**Trecho fornecido**.
Kamala Harris, senadora pela Califórnia (EUA), foi anunciada pelo candidato democrata à presidência dos Estados Unidos, Joe Biden, como sua companheira de chapa contra Donald Trump - AFP
Kamala Harris, senadora pela Califórnia (EUA), foi anunciada pelo candidato democrata à presidência dos Estados Unidos, Joe Biden, como sua companheira de chapa contra Donald Trump Imagem: AFP

Anthony Zurcher

Correspondente na América do Norte

12/08/2020 11h28

Às vezes, a escolha óbvia é óbvia por um motivo.

Kamala Harris era apontada como favorita para compor a chapa de Joe Biden desde o momento em que o então provável candidato democrata anunciou, em março, que escolheria uma mulher como candidata a vice.

Harris era uma escolha segura e prática. Ela também está agora, aparentemente, na posição de ser a herdeira do Partido Democrata — seja daqui quatro anos porque Biden perdeu em 2020 ou não concorreu à reeleição, ou em oito anos se Biden cumprir dois mandatos completos.

Pode ser por isso que houve tantas tentativas de derrubar Harris ou apresentar candidatos alternativos no mês passado.

**Tarefa a fazer**. Prossiga o texto sobre a escolha de Kamala Harris como vice na chapa de Joe Biden a partir de onde ele termina. As entradas que vêm depois não têm nenhum papel aqui.

**Dados fornecidos**.
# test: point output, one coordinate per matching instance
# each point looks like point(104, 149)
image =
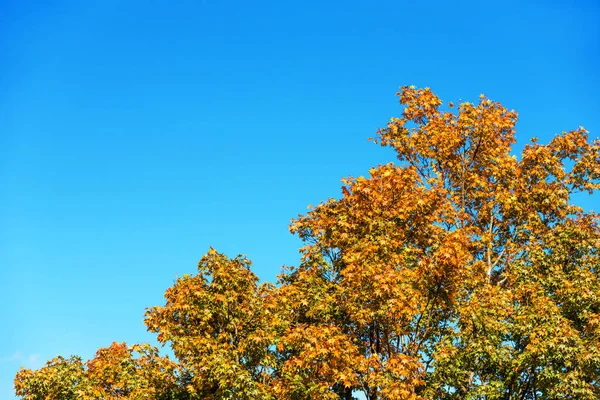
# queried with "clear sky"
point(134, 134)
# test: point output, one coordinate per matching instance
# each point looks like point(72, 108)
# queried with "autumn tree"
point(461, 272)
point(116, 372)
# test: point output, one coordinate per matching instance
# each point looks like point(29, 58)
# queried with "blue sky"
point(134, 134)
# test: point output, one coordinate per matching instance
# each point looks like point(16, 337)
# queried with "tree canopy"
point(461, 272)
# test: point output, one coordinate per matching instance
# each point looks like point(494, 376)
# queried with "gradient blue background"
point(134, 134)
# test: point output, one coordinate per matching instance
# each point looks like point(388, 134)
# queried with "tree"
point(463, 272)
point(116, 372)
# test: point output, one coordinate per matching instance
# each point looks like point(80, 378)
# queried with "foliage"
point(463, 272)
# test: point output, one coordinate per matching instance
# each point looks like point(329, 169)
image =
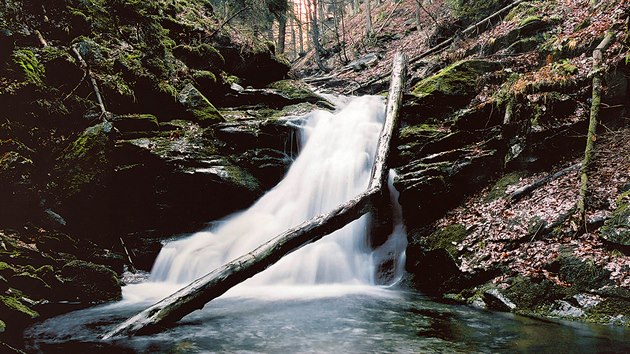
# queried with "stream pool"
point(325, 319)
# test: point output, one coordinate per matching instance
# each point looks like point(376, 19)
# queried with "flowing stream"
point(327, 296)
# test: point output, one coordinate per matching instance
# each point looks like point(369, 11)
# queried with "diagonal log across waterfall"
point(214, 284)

**Resultado abaixo**.
Na realidade, essa foi a primeira luta da próxima batalha de indicação presidencial, e Harris — cujas ambições são claras — agora dá um passo na competição.

Mas determinar a futura indicação democrata é uma batalha para outro momento. Agora a preocupação urgente para o partido é como Harris pode ajudar Biden a conquistar a Casa Branca.

A seguir, veja pontos fortes que ela traz para a chapa e algumas preocupações que os democratas podem ter.

Ponto forte: diversidade

O Partido Democrata de hoje não se parece com Joe Biden. É jovem e é etnicamente diverso. Assim, para ter uma chapa que refletisse as pessoas que votariam nele, estava cada vez mais óbvio que Biden precisava encontrar alguém mais jovem e menos branco que ele.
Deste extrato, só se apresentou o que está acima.